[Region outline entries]
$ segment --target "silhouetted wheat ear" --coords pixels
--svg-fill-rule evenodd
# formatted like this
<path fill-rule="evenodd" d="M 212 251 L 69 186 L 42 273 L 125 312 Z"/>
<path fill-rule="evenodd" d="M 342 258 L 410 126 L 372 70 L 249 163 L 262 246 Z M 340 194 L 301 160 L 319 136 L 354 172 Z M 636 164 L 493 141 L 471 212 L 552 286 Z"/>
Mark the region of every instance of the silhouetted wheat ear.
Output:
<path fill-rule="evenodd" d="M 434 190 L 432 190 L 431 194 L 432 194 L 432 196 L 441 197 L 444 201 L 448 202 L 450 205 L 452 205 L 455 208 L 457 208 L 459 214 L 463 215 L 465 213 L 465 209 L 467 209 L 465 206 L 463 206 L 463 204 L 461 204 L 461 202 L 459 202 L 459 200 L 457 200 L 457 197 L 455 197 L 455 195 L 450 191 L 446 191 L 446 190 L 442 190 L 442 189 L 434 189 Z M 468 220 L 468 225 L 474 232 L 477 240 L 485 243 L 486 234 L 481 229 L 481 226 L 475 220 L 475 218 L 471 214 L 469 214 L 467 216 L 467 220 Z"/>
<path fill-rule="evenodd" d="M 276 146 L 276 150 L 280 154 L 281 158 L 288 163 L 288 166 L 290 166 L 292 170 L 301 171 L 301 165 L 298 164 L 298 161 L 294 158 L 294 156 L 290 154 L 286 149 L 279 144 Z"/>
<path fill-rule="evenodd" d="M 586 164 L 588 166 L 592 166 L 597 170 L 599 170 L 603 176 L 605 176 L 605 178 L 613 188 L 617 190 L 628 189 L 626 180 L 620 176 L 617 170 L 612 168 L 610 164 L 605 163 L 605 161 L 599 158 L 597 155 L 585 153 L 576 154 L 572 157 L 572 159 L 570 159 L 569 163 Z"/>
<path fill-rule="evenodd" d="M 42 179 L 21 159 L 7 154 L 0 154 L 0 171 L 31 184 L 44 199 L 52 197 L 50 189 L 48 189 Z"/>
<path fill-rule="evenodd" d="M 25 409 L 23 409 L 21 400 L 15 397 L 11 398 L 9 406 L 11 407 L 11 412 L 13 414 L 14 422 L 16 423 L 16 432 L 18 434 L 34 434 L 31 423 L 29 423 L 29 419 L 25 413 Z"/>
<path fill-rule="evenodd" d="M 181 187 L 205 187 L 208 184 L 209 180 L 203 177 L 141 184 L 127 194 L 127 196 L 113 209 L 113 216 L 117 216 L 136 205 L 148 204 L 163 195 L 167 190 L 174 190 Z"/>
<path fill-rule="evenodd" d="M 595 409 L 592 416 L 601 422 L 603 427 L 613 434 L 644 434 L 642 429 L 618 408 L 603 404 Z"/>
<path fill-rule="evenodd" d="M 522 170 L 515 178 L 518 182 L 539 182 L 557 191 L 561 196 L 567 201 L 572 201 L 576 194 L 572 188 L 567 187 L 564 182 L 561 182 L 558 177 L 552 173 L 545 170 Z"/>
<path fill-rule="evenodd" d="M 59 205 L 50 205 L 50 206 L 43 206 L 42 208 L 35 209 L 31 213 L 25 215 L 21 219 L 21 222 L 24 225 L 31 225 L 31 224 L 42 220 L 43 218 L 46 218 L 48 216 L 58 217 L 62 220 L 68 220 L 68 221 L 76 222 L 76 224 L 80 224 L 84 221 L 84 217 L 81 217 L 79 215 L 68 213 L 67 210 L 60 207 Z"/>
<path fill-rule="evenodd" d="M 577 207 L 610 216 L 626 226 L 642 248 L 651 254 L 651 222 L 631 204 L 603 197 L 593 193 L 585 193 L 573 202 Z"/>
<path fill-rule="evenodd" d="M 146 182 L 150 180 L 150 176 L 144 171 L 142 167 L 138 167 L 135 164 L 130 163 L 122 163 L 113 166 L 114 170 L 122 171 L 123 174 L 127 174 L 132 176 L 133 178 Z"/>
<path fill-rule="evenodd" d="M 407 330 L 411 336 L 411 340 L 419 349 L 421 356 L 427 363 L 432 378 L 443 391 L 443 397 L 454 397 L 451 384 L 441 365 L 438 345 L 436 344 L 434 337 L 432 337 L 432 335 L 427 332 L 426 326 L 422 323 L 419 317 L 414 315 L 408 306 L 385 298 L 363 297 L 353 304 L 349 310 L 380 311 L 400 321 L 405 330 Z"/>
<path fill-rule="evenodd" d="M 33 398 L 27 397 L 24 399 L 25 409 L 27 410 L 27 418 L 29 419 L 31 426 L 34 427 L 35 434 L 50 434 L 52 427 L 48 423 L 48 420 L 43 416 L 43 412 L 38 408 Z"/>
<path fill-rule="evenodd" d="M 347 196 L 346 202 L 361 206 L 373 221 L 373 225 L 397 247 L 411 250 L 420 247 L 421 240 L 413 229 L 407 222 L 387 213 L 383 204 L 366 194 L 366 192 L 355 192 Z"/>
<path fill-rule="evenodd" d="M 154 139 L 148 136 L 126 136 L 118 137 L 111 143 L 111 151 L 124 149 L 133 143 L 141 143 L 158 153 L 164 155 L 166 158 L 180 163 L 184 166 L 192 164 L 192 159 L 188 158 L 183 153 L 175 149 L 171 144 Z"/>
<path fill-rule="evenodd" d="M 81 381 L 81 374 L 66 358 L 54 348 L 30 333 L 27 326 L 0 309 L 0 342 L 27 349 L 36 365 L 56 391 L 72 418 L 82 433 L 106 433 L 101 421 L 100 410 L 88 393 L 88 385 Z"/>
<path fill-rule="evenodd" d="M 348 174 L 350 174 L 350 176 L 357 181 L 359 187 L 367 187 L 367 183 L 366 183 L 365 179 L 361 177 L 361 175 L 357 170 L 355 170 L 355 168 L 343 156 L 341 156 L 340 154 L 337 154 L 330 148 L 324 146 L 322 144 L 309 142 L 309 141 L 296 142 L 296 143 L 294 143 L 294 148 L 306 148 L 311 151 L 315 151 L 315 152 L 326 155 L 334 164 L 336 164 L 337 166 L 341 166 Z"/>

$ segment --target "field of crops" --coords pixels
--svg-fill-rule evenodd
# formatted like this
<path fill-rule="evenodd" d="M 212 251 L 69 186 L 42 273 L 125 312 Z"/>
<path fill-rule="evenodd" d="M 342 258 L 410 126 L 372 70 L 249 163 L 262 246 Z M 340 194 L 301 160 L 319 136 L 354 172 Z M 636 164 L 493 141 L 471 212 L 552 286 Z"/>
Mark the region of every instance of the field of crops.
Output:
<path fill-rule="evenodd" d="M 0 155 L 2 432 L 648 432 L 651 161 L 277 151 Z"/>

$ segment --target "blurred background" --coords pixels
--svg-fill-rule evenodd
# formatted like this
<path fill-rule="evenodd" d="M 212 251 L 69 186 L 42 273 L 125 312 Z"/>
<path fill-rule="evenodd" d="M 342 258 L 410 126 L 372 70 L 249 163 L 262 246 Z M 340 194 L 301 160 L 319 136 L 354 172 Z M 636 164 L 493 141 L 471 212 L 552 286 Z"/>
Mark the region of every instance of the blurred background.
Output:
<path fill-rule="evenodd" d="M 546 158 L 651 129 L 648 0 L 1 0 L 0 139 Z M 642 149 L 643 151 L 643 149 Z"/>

AIM:
Copy word for word every line from the start of the items through the line that contains "276 146 L 276", with that line included.

ANSWER TO THIS PROBLEM:
$ segment --target "silhouetted wheat ear" --coords pixels
--svg-fill-rule evenodd
# formatted like this
<path fill-rule="evenodd" d="M 212 251 L 69 186 L 42 273 L 125 312 Z"/>
<path fill-rule="evenodd" d="M 342 258 L 410 126 L 372 70 L 249 163 L 262 246 Z M 340 194 L 301 160 L 319 136 L 354 172 Z M 636 164 L 493 141 L 471 212 L 552 286 Z"/>
Mark the region of every instance of the silhouetted wheat ear.
Output:
<path fill-rule="evenodd" d="M 434 190 L 432 190 L 431 194 L 432 194 L 432 196 L 441 197 L 444 201 L 448 202 L 450 205 L 452 205 L 455 208 L 457 208 L 459 214 L 463 215 L 465 213 L 465 209 L 467 209 L 465 206 L 463 206 L 463 204 L 461 204 L 461 202 L 459 202 L 459 200 L 457 200 L 457 197 L 455 197 L 455 195 L 450 191 L 446 191 L 446 190 L 442 190 L 442 189 L 434 189 Z M 468 220 L 468 225 L 474 232 L 477 240 L 485 243 L 486 234 L 481 229 L 481 226 L 475 220 L 475 218 L 471 214 L 469 214 L 467 216 L 467 220 Z"/>
<path fill-rule="evenodd" d="M 276 146 L 276 150 L 280 154 L 281 158 L 288 163 L 288 166 L 290 166 L 292 170 L 301 171 L 301 165 L 298 164 L 298 161 L 294 158 L 294 156 L 290 154 L 286 149 L 279 144 Z"/>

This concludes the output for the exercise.